When a line of the material has the word "point" in it, copy that line.

── INPUT FOR THIS TASK

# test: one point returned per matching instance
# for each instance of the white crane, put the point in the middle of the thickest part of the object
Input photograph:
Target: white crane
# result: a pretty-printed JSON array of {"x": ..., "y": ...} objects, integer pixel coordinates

────

▶ ANSWER SECTION:
# test: one point returned per matching instance
# for each instance of the white crane, put the point in the middle of the thickest part of the object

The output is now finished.